> [TEXT SECTION]:
We can now take our first question. It comes from Ryan Krueger of KBW. Please go ahead sir. Ryan Krueger - Keefe, Bruyette & Woods, Inc.: Hi, thanks. Good morning. First question on CFIUS, given the short-end review period this time, is it your expectation that they will make a final decision one way or another at the end of this review period?

Thomas J. McInerney - Genworth Financial, Inc.

Management

Ryan, thanks for your question. The first thing I would say is, I think we're having productive conversations with CFIUS. And of course we're encouraged that they agreed to focus on the 45-day investigation period. I think the third-party U.S. data security provider has made a difference. But hard to tell where we'll end up. And at this point, obviously we can't give any assurances on where CFIUS will end up. We would hope that we will reach a conclusion by the end of this review period. But it is possible that it continues after that depending on where the conversations go. Ryan Krueger - Keefe, Bruyette & Woods, Inc.: Got it. And then on Delaware, was the value of GLAIC the only heated (30:25) agreement that there was from Delaware in terms of approving the merger or were there other issues you need to work out as well?

Thomas J. McInerney - Genworth Financial, Inc.

Management

Yeah. Ryan, another key question. I would say that Delaware, Virginia, North Carolina, New York are all states that have to approve the transaction, generally have been supportive of the transaction because of the capital benefits, and Kelly and I talked about the $1.5 billion that we're going to repurpose from Oceanwide in the new capital plan, but I think they are supportive of the deal. It has always been an issue because we – and I gave the reasons that we wanted to do the un-stacking, but we felt that the right value given the future cash flows and dividend stream for GLAIC was $700 million. Delaware and their advisor saw it differently. And while we tried to get to a meaningful place to do the un-stacking, we ultimately, Oceanwide and Genworth concluded that it made more sense to move forward at this point to no longer pursue the un-stacking and go forward with the transaction without that. We now have to redo the Form A filings in the states, go back to all the regulators with the new structure of the deal, but I'm confident that Delaware and Virginia, and the other regulators are comfortable with the transaction, and without the un-stacking. Ryan Krueger - Keefe, Bruyette & Woods, Inc.: Thanks. And then one last one just on the comments that you have no intention to contribute additional capital to GLAIC, would that still be the case in a scenario where GLAIC's capital position deteriorates to the point that there was regulator intervention? Would it still be the position of the parent company that you would not put in additional capital in it in any circumstance?

Thomas J. McInerney - Genworth Financial, Inc.

Management

We've had a lot of conversations with the regulators during the last three years to five years, and I think we've made it very clear, and I think they understand this that we've had a cumulative losses of $2.7 billion from the legacy books, we have $2.7 billion of capital in the companies, the life companies, and then that plus the future premium increases and good management of the in-force and the claims, we believe is sufficient to run the businesses going forward. And at this point given that and given the trends, and we are doing very well on our multi-year rate action plan as long as we stay on that, we think the capital ratios will be fine and above the minimums that you're talking about. Ryan Krueger - Keefe, Bruyette & Woods, Inc.: Great. Thank you.

> [WORK INSTRUCTIONS]:
A) Answer these questions about the Genworth call transcript, one per line and marked the same way:
(i) Which review period did CFIUS agree to focus on?
(ii) What value did Genworth consider right for GLAIC?
(iii) How large were the cumulative losses from the legacy books?
B) Can you turn the paragraph of the Genworth call transcript that begins "We've had a lot of conversations with the regulators" into a short bulleted list of its main facts?
C) Extend the Genworth call transcript with a few more sentences that pick up after its final line.

> [ROWS]:

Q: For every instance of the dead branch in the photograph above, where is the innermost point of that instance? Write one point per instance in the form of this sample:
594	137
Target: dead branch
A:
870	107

> [RESULTS OF THE EXERCISE]:
A)
(i) The 45-day investigation period.
(ii) $700 million.
(iii) $2.7 billion.

B)
- Genworth has talked with regulators over the last three to five years and believes they understand its position.
- The legacy books have produced cumulative losses of $2.7 billion.
- The life companies hold $2.7 billion of capital.
- That capital, together with future premium increases and good management of the in-force business and claims, is seen as enough to run the businesses going forward.
- The multi-year rate action plan is going well, and if it stays on track, capital ratios are expected to remain above the minimums.

C)
Operator

Operator

Thank you, sir. We may now move along to our next question. It comes from Sean Dargan of Wells Fargo. Your line is open, sir. Please go ahead.

Sean Dargan - Wells Fargo Securities LLC

Analyst

Thanks and good morning. I have a question about the per share deal price. So in 2016, the way this was presented was that Oceanwide would be paying $5.43 per share. But presumably they would be receiving some sort of economic benefit from the de-stacking for which they were contributing $525 million. So I'm wondering, has the per share offer changed, and has there been some material change to the proposed acquisition that needs approval from, I guess, the parties involved?

Thomas J. McInerney - Genworth Financial, Inc.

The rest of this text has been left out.